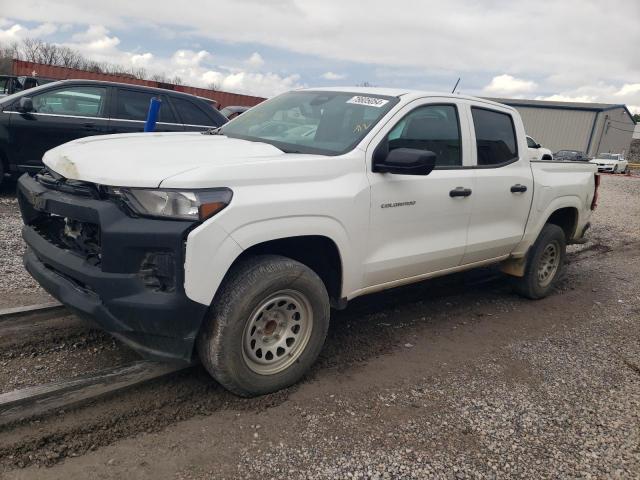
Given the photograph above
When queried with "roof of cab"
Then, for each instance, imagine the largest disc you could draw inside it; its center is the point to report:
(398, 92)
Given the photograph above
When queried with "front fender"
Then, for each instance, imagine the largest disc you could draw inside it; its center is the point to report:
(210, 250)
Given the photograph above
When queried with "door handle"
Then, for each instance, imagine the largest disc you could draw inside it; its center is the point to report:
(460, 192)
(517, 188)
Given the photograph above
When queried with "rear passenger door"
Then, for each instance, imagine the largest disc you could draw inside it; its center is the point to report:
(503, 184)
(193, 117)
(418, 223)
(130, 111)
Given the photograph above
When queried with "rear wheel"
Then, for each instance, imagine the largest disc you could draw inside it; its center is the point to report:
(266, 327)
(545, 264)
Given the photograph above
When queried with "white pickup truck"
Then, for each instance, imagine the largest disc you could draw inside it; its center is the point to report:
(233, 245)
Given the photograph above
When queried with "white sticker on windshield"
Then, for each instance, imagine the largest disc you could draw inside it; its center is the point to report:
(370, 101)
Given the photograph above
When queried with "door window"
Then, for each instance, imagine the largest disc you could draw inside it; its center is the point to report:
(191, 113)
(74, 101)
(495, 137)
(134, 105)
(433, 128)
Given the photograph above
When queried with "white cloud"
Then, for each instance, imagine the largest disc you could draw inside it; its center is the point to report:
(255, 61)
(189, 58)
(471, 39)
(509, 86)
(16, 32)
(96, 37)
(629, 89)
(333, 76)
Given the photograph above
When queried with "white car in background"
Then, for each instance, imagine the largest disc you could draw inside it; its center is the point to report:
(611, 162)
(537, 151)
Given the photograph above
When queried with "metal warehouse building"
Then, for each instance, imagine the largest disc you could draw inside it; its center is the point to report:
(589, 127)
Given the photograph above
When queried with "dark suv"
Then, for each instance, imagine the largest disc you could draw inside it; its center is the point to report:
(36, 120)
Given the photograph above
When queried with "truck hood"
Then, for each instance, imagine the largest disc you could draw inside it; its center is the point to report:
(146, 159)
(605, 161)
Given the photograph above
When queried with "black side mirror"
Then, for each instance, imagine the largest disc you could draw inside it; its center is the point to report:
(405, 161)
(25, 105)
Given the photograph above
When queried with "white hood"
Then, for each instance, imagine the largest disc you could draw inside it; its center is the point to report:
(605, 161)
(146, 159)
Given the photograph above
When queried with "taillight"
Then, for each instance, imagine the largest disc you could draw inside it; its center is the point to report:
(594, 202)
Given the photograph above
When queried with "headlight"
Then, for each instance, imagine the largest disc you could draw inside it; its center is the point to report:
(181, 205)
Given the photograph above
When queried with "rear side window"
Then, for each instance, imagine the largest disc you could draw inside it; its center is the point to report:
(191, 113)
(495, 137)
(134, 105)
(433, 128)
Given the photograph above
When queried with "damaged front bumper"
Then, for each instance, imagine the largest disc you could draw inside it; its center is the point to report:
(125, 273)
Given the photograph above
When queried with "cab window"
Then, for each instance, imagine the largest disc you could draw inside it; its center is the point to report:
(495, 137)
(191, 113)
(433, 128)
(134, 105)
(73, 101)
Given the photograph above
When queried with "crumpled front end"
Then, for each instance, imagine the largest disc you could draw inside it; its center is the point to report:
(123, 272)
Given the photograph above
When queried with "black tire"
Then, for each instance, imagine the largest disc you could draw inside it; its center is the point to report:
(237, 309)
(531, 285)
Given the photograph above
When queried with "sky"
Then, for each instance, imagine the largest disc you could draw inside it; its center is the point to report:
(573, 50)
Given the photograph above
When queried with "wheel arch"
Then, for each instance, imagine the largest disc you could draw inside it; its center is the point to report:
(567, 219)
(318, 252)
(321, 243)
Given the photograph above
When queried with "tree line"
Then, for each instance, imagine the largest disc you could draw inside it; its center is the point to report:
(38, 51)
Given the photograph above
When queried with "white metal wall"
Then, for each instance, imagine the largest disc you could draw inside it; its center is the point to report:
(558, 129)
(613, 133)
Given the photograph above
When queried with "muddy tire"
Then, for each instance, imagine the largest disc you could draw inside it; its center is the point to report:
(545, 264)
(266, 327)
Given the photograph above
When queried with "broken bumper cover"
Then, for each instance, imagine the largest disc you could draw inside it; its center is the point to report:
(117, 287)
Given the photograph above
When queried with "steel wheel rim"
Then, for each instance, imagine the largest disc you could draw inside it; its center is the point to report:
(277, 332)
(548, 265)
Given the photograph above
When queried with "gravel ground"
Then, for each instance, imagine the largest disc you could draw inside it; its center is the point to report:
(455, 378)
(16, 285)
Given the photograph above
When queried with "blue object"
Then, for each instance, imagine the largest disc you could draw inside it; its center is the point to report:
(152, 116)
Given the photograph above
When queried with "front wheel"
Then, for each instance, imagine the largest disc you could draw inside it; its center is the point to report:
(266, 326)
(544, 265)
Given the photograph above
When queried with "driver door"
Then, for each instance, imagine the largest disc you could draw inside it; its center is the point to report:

==

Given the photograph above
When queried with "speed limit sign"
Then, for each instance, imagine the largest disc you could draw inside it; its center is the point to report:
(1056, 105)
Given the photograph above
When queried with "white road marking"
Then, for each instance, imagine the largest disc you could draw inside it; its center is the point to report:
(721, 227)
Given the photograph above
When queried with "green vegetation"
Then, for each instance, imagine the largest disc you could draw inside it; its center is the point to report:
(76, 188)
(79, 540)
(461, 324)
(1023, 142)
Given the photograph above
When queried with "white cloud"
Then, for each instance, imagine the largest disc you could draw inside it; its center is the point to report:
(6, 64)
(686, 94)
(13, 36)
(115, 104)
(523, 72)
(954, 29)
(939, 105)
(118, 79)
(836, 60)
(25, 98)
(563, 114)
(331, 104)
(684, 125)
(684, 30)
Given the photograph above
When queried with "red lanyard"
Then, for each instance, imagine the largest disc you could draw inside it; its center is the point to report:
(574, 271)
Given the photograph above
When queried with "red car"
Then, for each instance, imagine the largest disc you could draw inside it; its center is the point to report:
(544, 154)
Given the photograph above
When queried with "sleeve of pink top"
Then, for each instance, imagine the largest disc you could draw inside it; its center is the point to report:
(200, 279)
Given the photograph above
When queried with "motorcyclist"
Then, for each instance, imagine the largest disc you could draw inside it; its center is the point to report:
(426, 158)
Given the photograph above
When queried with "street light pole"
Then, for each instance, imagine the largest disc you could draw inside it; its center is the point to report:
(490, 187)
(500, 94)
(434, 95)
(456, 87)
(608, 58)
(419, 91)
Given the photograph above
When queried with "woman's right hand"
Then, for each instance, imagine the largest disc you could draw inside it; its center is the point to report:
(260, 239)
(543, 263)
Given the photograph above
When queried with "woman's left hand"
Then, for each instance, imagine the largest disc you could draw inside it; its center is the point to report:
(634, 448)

→ **Problem to work on**
Lines from the records above that hold "metal" are the ones to list.

→ **Exercise solution**
When queried with "metal warehouse building"
When queried with "white metal wall"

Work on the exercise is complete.